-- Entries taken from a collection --
☆ ☆ ☆ ☆ ☆

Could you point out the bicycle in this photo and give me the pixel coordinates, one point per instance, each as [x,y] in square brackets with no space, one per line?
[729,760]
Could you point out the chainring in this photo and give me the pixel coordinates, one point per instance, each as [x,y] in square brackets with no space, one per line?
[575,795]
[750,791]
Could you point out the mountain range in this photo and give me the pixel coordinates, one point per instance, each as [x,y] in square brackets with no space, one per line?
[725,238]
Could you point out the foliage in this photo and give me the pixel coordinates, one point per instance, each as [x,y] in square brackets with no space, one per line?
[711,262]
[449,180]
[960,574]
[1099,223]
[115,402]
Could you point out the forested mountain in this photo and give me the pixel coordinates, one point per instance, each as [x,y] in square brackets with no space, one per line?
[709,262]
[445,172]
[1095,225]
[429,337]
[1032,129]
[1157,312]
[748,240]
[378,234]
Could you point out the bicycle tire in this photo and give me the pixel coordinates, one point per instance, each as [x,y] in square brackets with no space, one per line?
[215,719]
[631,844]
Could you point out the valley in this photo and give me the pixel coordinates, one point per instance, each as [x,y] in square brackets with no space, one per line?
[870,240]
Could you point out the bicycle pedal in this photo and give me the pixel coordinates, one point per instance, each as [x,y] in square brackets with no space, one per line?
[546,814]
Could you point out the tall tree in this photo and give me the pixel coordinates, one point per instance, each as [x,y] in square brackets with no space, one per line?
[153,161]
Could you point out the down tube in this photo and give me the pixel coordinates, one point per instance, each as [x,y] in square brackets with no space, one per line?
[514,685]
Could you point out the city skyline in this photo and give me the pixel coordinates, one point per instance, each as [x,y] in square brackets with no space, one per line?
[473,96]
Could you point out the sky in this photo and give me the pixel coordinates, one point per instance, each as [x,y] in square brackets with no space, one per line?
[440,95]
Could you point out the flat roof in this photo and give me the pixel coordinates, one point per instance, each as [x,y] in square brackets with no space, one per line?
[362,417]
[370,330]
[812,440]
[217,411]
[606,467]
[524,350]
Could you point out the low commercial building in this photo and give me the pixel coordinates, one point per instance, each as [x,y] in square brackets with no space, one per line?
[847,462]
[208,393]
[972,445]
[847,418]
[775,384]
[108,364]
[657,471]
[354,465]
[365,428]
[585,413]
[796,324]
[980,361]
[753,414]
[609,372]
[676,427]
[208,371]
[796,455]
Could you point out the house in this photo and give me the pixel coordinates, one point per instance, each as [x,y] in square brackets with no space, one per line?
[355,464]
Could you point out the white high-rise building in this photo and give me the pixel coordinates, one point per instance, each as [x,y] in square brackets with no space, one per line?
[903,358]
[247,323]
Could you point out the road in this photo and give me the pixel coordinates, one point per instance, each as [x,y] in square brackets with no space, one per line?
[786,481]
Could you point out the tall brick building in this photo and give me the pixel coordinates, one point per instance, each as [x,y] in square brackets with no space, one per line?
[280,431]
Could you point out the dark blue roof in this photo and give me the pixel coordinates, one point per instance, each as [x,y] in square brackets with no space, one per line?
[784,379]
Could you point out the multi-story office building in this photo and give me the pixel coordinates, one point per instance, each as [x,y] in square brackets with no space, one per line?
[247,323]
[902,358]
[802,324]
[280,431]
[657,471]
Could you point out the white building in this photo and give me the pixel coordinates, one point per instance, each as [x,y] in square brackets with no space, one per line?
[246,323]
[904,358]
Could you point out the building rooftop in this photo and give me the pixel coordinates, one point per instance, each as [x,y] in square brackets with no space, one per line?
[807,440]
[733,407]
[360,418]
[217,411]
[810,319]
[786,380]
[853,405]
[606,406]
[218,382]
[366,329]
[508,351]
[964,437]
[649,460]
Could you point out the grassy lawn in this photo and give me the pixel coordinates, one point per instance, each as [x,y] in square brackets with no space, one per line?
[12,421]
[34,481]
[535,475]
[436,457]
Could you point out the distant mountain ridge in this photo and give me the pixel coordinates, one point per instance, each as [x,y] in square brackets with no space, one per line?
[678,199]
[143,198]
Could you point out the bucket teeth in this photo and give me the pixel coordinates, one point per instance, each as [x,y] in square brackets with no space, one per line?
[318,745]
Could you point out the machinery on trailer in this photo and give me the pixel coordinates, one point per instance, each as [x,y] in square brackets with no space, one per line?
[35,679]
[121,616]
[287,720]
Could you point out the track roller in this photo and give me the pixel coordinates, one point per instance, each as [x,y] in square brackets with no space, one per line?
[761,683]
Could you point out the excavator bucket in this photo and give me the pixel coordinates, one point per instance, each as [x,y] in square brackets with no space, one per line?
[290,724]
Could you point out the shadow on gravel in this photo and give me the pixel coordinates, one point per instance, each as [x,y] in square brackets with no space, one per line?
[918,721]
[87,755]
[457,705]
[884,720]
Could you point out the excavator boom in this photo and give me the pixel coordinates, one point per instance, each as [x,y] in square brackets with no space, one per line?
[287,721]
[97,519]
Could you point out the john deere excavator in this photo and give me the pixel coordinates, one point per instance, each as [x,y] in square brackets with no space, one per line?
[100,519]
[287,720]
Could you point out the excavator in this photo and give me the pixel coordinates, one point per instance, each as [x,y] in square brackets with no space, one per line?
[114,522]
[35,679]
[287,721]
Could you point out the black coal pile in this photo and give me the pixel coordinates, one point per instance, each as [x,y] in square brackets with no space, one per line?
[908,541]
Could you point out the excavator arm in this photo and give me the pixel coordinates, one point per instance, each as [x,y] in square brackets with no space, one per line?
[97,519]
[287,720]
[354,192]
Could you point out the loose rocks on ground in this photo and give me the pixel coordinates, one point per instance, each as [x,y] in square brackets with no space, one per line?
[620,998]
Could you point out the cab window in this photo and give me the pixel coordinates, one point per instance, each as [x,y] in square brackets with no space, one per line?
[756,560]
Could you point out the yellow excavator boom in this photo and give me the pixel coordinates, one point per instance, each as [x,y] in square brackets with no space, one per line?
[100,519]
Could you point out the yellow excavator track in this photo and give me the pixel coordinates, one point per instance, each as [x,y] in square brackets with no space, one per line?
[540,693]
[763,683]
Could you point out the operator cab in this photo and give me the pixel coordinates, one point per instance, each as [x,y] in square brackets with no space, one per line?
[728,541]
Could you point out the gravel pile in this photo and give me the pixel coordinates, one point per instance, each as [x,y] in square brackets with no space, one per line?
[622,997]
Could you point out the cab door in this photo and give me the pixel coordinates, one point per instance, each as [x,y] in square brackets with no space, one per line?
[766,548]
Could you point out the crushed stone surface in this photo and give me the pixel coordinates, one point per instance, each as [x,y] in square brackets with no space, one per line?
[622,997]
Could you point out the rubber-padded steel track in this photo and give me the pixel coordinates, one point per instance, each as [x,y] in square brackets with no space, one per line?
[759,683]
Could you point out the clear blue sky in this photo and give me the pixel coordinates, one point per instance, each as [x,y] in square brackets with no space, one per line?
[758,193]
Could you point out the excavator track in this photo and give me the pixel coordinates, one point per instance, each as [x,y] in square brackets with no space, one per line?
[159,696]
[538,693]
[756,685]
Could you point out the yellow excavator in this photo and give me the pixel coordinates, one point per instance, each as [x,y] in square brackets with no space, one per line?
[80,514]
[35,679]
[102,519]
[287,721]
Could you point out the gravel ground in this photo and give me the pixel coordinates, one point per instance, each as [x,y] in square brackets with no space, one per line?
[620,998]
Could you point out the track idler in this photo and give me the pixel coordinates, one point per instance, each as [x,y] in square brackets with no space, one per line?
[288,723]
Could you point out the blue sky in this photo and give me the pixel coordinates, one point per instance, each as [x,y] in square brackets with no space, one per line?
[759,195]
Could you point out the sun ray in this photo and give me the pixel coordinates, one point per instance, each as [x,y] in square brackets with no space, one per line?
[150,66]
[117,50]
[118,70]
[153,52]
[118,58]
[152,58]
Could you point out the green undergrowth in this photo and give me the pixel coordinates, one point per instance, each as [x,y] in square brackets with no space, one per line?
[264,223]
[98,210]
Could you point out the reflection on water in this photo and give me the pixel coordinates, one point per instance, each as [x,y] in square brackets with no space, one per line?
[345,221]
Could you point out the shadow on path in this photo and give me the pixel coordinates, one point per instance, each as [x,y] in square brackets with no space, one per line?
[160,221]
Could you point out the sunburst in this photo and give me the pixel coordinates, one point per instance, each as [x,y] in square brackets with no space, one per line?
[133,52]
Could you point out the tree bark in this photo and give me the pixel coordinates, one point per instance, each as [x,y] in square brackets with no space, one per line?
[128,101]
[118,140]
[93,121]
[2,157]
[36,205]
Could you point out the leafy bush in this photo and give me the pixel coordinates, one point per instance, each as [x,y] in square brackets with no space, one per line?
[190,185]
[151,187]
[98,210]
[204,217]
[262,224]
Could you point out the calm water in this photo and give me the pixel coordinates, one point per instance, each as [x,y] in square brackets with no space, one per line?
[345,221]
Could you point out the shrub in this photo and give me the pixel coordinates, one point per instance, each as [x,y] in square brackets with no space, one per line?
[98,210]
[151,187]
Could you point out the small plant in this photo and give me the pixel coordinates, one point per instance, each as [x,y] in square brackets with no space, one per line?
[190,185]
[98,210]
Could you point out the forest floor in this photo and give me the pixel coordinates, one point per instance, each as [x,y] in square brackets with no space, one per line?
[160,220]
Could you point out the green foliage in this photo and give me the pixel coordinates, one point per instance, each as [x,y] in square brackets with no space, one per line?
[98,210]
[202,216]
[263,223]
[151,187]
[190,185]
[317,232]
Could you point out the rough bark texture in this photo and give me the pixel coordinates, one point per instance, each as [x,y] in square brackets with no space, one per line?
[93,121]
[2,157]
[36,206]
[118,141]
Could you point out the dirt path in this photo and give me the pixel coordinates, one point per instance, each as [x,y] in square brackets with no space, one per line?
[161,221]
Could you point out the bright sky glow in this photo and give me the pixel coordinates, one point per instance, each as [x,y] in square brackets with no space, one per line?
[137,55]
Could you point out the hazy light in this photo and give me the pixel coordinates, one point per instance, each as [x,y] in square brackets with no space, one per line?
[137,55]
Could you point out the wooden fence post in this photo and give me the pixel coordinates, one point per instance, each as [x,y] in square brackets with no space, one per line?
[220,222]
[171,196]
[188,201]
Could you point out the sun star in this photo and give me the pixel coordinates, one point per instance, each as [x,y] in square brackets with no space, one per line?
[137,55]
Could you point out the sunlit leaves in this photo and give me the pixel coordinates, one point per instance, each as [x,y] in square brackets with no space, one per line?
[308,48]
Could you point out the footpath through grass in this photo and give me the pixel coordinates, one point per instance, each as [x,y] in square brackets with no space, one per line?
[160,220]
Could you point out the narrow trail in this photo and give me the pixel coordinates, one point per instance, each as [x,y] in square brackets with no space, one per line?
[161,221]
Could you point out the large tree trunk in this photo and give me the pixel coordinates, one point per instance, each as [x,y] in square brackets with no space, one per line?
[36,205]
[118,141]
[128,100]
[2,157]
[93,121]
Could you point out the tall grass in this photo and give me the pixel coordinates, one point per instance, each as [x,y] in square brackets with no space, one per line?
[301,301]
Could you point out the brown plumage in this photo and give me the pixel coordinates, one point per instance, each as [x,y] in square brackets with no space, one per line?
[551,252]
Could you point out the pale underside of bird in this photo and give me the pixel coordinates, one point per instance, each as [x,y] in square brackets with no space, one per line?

☆ ☆ ☆ ☆ ☆

-- What is being asked --
Your task is to transcribe the line containing "Could you point out the sunlit" and every line after it, through the last line of the data, exactly as written and with nothing more.

-- Response below --
Could you point out the sunlit leaves in this photo and give me the pixel coordinates, one point per instance, each as [x,y] in square brackets with no space, one per line?
[308,48]
Could you point out the footpath through grass in this photo and give me the pixel coordinates, one point per instance, each as [x,y] in square brackets with no space, one per line?
[160,220]
Could you point out the narrow trail in this photo and give me the pixel coordinates, one point per instance, each as [x,y] in square brackets with no space, one per line?
[161,221]
Could you point out the large tree trunk in this photo and give me the pixel coordinates, one point per instance, each as [x,y] in square brackets with no space, one per line?
[36,205]
[118,141]
[128,100]
[2,157]
[93,121]
Could you point out the tall grass in this photo and give me the pixel coordinates, one point per instance, each as [x,y] in square brackets with no space, one per line?
[301,301]
Could you point out the brown plumage in this photo and give me the pixel coordinates, one point per instance, each as [x,y] in square brackets with no space, one per line?
[551,252]
Could you point out the pale underside of bird in this photo and give me the pixel coordinates, one point per instance, each as [x,y] in square brackets with no space, one per line?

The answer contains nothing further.